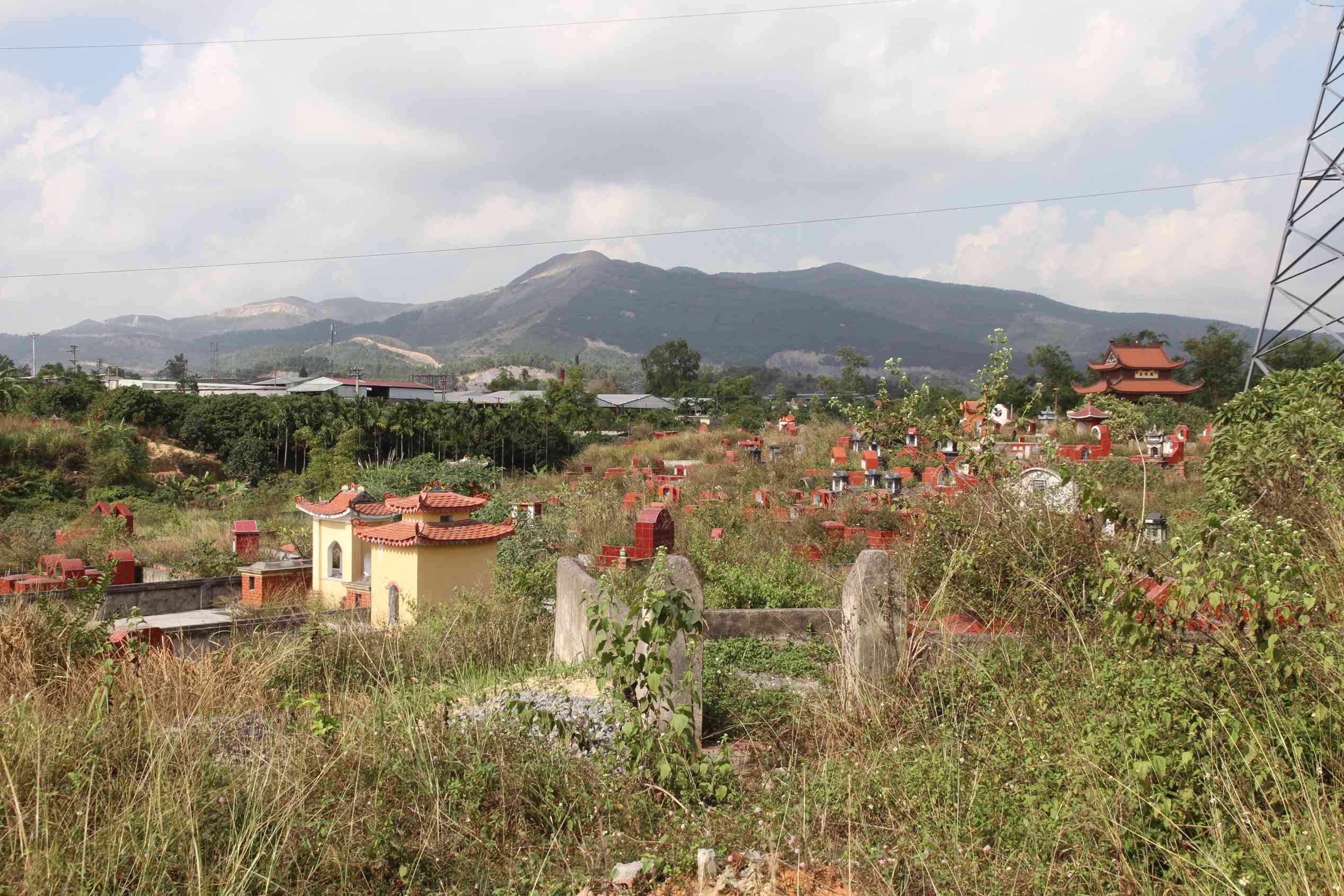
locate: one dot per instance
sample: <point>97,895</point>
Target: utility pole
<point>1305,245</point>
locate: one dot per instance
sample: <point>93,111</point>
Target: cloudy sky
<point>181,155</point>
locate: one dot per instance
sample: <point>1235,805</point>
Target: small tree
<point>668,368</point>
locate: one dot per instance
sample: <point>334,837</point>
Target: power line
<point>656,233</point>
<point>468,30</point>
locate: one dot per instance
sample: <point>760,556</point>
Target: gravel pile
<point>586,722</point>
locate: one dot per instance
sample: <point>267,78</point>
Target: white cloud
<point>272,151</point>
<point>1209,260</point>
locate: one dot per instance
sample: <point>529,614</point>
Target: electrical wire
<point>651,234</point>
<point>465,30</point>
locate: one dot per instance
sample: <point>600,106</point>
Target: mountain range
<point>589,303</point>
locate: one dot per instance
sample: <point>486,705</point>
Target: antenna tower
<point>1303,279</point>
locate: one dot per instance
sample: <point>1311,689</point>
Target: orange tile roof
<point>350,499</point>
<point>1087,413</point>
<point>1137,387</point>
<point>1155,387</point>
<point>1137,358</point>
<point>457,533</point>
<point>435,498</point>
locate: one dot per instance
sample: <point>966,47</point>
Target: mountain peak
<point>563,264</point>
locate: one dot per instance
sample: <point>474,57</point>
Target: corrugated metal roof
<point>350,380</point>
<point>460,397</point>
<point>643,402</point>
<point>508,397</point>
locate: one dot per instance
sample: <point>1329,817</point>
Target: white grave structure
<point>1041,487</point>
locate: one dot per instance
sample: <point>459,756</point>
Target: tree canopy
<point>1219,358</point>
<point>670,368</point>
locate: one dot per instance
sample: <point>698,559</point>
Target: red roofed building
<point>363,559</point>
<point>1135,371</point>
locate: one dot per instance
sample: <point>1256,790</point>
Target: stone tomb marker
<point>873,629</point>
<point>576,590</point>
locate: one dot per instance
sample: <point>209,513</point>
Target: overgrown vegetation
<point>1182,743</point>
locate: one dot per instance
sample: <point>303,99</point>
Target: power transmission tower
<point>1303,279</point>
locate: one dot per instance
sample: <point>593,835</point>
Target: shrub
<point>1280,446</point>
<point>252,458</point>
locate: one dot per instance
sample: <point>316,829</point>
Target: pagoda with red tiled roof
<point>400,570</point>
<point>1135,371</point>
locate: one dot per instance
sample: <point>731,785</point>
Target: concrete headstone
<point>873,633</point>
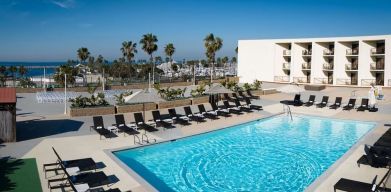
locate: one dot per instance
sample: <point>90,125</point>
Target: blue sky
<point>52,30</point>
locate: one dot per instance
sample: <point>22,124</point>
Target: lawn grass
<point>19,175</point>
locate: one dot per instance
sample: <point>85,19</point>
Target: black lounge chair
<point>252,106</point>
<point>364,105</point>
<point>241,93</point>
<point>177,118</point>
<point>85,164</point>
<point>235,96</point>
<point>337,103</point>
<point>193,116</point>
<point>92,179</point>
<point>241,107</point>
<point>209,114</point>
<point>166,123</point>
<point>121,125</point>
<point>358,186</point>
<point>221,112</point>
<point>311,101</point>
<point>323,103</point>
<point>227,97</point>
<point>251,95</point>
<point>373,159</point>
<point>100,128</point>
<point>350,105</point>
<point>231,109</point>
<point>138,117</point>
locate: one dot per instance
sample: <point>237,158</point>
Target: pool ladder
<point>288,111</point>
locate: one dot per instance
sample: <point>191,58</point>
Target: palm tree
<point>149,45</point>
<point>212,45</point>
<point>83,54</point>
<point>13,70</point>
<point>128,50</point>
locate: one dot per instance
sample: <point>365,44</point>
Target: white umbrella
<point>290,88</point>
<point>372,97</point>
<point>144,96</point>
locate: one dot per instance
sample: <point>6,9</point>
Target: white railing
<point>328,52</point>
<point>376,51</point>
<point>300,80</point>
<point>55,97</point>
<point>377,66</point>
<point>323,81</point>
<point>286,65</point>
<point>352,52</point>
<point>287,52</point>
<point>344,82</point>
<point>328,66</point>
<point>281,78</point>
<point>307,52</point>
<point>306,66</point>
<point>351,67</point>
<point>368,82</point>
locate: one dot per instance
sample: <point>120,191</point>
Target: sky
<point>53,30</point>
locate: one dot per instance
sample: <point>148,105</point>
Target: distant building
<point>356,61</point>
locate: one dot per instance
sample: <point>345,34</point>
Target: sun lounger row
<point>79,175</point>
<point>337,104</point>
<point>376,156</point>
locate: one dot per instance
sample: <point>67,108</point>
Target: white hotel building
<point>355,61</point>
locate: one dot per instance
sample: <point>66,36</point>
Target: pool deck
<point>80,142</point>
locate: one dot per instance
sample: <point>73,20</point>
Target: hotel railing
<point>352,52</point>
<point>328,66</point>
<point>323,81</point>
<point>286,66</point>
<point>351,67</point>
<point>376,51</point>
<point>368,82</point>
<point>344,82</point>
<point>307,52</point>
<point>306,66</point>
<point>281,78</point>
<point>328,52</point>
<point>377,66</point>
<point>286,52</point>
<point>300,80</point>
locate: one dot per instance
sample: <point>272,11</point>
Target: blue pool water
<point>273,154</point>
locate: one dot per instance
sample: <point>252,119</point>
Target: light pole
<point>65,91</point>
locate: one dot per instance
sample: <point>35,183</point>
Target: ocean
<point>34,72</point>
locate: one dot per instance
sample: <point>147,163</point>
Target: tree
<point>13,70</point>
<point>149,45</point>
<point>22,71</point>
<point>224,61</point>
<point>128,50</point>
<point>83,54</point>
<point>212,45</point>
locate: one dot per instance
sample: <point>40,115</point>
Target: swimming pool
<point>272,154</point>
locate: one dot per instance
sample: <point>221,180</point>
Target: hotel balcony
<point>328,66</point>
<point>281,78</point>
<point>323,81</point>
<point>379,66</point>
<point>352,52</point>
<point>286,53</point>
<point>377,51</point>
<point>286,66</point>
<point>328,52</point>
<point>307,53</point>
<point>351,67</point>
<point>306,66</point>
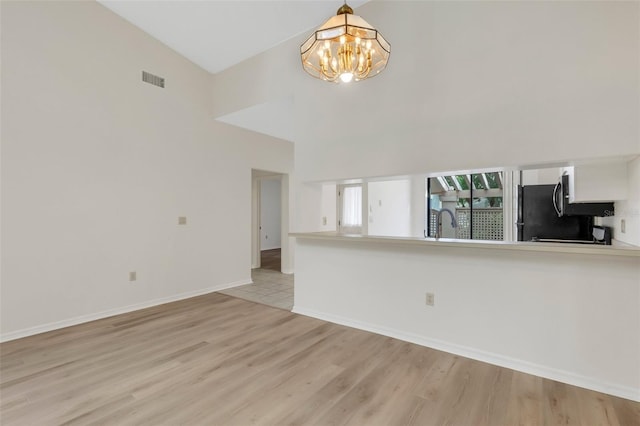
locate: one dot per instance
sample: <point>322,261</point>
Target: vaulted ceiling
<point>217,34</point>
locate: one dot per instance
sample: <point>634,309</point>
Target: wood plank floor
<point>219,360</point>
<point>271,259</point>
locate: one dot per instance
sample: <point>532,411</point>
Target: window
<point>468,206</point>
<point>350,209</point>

----

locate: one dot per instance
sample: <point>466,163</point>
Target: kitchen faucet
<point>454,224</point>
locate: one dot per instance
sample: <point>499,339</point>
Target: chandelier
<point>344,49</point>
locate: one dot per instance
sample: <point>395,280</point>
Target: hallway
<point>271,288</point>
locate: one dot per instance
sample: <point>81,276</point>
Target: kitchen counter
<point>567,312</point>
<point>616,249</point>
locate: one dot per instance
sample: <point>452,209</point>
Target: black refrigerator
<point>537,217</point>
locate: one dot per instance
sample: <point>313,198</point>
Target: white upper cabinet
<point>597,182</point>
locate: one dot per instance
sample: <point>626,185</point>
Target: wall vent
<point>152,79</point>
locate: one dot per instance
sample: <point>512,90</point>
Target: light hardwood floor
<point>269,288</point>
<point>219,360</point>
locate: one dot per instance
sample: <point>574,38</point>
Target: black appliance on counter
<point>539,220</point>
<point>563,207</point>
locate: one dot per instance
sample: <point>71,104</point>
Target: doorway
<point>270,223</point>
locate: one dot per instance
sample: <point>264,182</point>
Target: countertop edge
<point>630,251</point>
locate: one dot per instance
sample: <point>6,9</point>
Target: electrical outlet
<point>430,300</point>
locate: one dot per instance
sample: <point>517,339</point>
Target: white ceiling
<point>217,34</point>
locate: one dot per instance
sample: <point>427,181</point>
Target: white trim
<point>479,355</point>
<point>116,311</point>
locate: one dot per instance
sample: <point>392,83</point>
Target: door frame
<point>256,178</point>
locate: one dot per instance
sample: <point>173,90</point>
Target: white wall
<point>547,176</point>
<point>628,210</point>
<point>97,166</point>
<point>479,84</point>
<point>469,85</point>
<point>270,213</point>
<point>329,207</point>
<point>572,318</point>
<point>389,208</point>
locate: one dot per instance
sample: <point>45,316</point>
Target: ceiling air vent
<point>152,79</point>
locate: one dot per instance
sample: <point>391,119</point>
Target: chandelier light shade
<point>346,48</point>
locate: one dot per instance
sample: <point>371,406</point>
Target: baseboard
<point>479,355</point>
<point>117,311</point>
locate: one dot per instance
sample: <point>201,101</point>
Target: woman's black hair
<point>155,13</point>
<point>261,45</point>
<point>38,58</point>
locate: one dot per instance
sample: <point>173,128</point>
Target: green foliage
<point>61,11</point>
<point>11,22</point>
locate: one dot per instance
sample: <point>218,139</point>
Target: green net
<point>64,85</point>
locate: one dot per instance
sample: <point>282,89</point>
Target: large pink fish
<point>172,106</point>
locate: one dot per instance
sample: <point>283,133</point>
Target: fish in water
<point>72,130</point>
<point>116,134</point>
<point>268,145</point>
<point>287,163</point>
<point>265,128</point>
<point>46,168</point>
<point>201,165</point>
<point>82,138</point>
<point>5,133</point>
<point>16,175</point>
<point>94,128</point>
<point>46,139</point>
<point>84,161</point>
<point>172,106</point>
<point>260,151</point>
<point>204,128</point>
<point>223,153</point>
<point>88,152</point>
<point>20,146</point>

----

Description of the task:
Every line above from the line with "sample: <point>626,185</point>" to the line with "sample: <point>574,38</point>", both included, must be reproduced exactly, and no other line may appear.

Exercise solution:
sample: <point>626,185</point>
Target: wall vent
<point>152,79</point>
locate: one dot per instance
sample: <point>512,90</point>
Target: light hardwood floor
<point>269,288</point>
<point>219,360</point>
locate: one dot per instance
sample: <point>574,38</point>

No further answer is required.